- SELECTED TEXT:
Amazon web services (AWS) experienced a substantial service outage on July 20, disrupting customers across the web. Their post-mortem demonstrates an unusual level of organizational maturity for an Enterprise 2.0 company.
Amazon describes it's post-failure analysis on a special page, titled Amazon S3 Availability Event: July 20, 2008, linked from the company's Service Health Dashboard.
Here's the technical description of cause:
We've now determined that message corruption was the cause of the server-to-server communication problems. More specifically, we found that there were a handful of messages on Sunday morning that had a single bit corrupted such that the message was still intelligible, but the system state information was incorrect. We use MD5 checksums throughout the system, for example, to prevent, detect, and recover from corruption that can occur during receipt, storage, and retrieval of customers' objects. However, we didn't have the same protection in place to detect whether this particular internal state information had been corrupted. As a result, when the corruption occurred, we didn't detect it and it spread throughout the system causing the symptoms described above. We hadn't encountered server-to-server communication issues of this scale before and, as a result, it took some time during the event to diagnose and recover from it.
The reports presents a management perspective as well:
During our post-mortem analysis we've spent quite a bit of time evaluating what happened, how quickly we were able to respond and recover, and what we could do to prevent other unusual circumstances like this from having system-wide impacts. Here are the actions that we're taking: (a) we've deployed several changes to Amazon S3 that significantly reduce the amount of time required to completely restore system-wide state and restart customer request processing; (b) we've deployed a change to how Amazon S3 gossips about failed servers that reduces the amount of gossip and helps prevent the behavior we experienced on Sunday; (c) we've added additional monitoring and alarming of gossip rates and failures; and, (d) we're adding checksums to proactively detect corruption of system state messages so we can log any such messages and then reject them.
THE PROJECT FAILURES ANALYSIS
In analyzing the failure, Amazon asked four questions:
What happened? The first step to a successful post-mortem is establishing a clear understanding of what went wrong. You can't analyze what you don't understand.
Why did it happen? After after determining the facts, the post-mortem team should assess why failure occurred. In addition to looking strictly at technical causes of failure, also examine the underlying organizational, management, and team environment. Be aware some team members may ignore warning signs of impending disaster, fearing blame for issues over which they have no control.
How did we respond and recover? The mirror of hindsight can be painful, which is why many organizations fail at this stage. A useful post-mortem depends on the analysis team gaining a reasonable level of honesty, insight, and cooperation from the organization. If your company is saddled with a culture of blame, where management avoids its own responsibilities and turns individuals into scapegoats, then the entire post-mortem process is probably a waste of time. (If that's the case, I suggest team members consider finding another job; life is just too short.)
How can we prevent similar unexpected issues from having system-wide impact? Unexpected technical issues do arise in mission-critical or complex hardware and software systems. However, the key to prevention is technical planning to prevent narrow problems from propagating through the entire system. Planning must also consider the business process and management responses the team initiates when a failure occurs. A complete post-mortem addresses both technical and management issues.
Amazon's technical failure disrupted its customers' business and hurt the company's credibility. However, their open and transparent response to the failure and its aftermath demonstrates a level of organizational maturity rarely found among Enterprise 2.0 companies.

- REQUIRED WORK:
(1) In the Amazon S3 outage article, what caused the server-to-server communication problems?
(2) List the four questions Amazon asked in analyzing the failure, according to the Amazon S3 outage article.
(3) From the Amazon S3 outage article, extract the passage starting at "THE PROJECT FAILURES" and ending at "you don't understand.".

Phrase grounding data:
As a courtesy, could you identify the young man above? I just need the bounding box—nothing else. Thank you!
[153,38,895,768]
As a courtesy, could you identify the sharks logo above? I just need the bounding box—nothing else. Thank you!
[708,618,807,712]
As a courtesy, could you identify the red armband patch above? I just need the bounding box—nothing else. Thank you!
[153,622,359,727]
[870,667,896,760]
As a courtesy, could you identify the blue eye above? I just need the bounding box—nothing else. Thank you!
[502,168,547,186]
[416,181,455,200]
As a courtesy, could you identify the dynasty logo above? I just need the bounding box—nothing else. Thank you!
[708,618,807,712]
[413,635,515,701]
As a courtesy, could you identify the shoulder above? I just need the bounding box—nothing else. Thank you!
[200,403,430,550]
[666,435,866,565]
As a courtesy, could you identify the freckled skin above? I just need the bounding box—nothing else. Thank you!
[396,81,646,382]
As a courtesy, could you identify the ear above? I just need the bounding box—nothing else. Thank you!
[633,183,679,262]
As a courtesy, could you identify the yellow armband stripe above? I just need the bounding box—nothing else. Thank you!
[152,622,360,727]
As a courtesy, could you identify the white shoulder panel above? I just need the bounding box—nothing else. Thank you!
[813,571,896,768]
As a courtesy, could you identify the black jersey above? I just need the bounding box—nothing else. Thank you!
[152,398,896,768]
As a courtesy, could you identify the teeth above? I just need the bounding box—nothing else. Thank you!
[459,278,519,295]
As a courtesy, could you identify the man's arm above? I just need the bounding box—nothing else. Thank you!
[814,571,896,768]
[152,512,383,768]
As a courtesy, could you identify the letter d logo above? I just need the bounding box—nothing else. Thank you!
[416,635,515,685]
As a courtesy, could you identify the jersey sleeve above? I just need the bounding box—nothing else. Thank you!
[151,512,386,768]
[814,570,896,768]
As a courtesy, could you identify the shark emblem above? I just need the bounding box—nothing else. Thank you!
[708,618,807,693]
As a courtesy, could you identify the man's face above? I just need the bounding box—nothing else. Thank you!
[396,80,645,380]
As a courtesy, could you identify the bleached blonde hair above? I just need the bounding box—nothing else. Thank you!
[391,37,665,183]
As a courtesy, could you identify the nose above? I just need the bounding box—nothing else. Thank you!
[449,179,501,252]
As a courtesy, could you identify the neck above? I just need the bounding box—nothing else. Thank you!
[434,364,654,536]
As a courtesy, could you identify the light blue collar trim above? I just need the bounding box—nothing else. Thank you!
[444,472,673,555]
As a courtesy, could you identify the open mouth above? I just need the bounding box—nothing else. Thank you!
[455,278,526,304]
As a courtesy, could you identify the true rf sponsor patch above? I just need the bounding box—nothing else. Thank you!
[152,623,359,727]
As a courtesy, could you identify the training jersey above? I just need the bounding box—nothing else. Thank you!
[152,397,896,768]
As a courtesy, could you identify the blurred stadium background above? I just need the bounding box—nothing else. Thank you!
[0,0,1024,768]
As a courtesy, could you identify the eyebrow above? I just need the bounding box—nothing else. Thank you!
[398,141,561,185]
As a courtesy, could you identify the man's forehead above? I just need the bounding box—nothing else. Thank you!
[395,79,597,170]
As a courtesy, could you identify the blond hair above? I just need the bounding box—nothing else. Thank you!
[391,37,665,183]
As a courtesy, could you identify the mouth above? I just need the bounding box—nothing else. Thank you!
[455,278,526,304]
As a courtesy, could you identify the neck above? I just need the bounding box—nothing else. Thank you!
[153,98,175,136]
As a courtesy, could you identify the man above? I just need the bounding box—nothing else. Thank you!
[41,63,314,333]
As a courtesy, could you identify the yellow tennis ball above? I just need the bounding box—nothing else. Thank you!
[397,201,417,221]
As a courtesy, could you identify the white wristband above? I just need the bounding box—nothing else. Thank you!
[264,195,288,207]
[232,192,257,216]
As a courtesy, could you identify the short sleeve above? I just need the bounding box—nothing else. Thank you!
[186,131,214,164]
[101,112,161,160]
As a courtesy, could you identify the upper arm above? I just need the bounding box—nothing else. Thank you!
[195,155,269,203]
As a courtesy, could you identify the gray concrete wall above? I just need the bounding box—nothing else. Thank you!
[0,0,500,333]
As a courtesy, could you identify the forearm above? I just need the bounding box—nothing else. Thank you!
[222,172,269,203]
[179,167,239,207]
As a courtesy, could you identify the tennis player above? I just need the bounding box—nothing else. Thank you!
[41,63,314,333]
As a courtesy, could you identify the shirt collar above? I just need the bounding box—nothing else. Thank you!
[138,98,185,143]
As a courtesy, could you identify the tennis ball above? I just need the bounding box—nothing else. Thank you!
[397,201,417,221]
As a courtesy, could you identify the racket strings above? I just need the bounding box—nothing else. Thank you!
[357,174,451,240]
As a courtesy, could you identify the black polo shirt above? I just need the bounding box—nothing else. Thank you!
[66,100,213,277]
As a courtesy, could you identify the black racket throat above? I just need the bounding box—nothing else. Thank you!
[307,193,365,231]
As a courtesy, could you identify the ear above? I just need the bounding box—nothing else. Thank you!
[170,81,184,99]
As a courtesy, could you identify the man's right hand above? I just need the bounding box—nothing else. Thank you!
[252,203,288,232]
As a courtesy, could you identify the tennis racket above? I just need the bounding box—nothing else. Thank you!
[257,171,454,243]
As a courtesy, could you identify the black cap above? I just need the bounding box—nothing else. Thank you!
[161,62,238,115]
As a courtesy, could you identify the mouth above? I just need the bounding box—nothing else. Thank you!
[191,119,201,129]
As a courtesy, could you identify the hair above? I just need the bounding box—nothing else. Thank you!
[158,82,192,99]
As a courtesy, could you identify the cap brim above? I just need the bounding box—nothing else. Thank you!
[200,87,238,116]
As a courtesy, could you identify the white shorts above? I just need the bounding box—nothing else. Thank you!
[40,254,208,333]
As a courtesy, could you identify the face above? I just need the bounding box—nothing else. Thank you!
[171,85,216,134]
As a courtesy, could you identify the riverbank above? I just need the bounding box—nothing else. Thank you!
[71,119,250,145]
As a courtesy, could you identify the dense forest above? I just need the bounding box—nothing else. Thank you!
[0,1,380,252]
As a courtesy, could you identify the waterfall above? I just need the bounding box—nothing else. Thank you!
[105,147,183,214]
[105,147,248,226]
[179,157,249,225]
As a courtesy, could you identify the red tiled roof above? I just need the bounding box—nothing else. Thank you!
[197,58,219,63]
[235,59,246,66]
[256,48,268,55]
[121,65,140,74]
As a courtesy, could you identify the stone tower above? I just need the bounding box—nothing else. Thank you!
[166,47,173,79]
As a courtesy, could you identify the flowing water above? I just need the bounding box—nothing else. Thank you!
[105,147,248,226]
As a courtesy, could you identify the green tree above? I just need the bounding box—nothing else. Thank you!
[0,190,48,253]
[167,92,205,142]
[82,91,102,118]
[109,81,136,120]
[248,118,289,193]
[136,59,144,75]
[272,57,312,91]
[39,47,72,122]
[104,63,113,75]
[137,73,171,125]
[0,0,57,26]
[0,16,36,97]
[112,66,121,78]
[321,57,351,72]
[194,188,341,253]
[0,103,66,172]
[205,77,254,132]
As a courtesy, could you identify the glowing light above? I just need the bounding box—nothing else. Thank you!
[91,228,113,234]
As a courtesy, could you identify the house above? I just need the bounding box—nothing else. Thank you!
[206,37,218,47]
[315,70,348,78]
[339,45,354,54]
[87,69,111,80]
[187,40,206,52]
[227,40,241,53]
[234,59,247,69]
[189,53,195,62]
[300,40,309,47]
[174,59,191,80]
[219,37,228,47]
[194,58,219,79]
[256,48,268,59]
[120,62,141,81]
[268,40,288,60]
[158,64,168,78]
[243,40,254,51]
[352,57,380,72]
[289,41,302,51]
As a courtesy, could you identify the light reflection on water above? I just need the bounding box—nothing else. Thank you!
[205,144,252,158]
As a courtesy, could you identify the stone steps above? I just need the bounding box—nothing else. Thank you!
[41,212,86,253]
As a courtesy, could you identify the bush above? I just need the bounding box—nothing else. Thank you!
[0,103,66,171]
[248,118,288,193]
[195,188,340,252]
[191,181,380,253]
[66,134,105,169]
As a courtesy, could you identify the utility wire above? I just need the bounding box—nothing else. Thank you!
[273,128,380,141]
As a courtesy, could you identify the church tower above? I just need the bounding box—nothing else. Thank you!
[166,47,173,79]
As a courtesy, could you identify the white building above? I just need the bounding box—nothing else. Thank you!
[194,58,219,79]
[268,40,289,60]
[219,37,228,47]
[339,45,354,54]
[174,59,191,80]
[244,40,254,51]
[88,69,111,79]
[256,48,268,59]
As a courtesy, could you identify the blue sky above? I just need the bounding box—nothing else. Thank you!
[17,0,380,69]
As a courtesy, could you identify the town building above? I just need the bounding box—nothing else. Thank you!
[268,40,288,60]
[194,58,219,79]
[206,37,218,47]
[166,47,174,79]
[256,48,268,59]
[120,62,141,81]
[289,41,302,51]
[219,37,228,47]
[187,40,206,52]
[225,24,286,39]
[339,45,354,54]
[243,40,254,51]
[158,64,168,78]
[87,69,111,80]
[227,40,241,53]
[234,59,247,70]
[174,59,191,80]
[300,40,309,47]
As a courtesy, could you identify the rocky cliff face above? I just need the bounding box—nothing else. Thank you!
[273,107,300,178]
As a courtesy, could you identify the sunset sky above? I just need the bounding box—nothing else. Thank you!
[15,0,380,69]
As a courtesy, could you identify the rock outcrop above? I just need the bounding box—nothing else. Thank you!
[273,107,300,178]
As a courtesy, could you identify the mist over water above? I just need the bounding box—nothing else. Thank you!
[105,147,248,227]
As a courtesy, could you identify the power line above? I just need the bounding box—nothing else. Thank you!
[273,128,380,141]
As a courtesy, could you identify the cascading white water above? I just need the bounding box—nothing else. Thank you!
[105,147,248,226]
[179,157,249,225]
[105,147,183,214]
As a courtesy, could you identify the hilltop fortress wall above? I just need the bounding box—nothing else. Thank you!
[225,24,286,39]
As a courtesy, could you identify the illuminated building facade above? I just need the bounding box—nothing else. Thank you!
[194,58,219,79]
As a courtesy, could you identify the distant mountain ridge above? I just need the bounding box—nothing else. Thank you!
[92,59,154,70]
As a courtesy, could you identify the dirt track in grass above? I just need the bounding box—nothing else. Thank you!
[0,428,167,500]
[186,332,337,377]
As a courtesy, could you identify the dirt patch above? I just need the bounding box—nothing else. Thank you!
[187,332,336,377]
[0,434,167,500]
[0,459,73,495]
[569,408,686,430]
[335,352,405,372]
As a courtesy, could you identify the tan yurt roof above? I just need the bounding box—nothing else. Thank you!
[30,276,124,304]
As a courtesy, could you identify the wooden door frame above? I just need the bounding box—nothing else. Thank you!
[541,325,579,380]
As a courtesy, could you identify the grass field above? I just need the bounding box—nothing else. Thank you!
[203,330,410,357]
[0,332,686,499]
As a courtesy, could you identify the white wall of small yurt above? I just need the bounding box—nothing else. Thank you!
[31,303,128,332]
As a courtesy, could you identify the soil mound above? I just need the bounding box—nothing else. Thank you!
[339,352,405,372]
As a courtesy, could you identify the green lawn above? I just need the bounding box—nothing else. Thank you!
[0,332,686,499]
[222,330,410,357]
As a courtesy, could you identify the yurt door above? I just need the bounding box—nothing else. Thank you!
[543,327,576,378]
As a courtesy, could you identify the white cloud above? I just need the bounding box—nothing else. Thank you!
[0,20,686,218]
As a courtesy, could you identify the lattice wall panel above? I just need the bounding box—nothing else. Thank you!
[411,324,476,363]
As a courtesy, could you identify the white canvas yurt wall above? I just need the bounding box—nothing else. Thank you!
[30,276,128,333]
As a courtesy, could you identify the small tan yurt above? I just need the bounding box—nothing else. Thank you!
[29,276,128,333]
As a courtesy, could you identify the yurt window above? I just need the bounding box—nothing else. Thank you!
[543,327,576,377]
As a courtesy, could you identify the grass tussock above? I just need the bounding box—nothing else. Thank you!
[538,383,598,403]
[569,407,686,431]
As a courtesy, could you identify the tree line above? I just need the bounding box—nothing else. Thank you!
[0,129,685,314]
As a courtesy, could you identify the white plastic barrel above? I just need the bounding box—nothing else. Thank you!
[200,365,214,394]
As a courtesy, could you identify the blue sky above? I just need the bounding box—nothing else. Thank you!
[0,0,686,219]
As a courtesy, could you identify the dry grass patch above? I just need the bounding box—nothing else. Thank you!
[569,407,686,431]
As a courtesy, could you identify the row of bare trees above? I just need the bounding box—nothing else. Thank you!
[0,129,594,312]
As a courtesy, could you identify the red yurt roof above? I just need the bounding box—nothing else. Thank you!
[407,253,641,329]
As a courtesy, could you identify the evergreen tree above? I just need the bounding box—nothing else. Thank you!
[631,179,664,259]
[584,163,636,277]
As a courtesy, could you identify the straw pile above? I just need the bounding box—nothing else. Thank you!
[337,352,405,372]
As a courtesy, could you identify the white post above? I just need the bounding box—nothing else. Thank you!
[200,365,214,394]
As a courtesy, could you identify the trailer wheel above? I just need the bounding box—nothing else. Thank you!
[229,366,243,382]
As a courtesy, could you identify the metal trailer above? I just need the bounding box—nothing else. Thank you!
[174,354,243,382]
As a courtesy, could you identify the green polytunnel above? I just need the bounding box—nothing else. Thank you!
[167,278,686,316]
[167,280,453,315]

- ANSWERS BY ITEM NUMBER:
(1) Message corruption was the cause.

(2)
What happened?
Why did it happen?
How did we respond and recover?
How can we prevent similar unexpected issues from having system-wide impact?

(3)
THE PROJECT FAILURES ANALYSIS
In analyzing the failure, Amazon asked four questions:
What happened? The first step to a successful post-mortem is establishing a clear understanding of what went wrong. You can't analyze what you don't understand.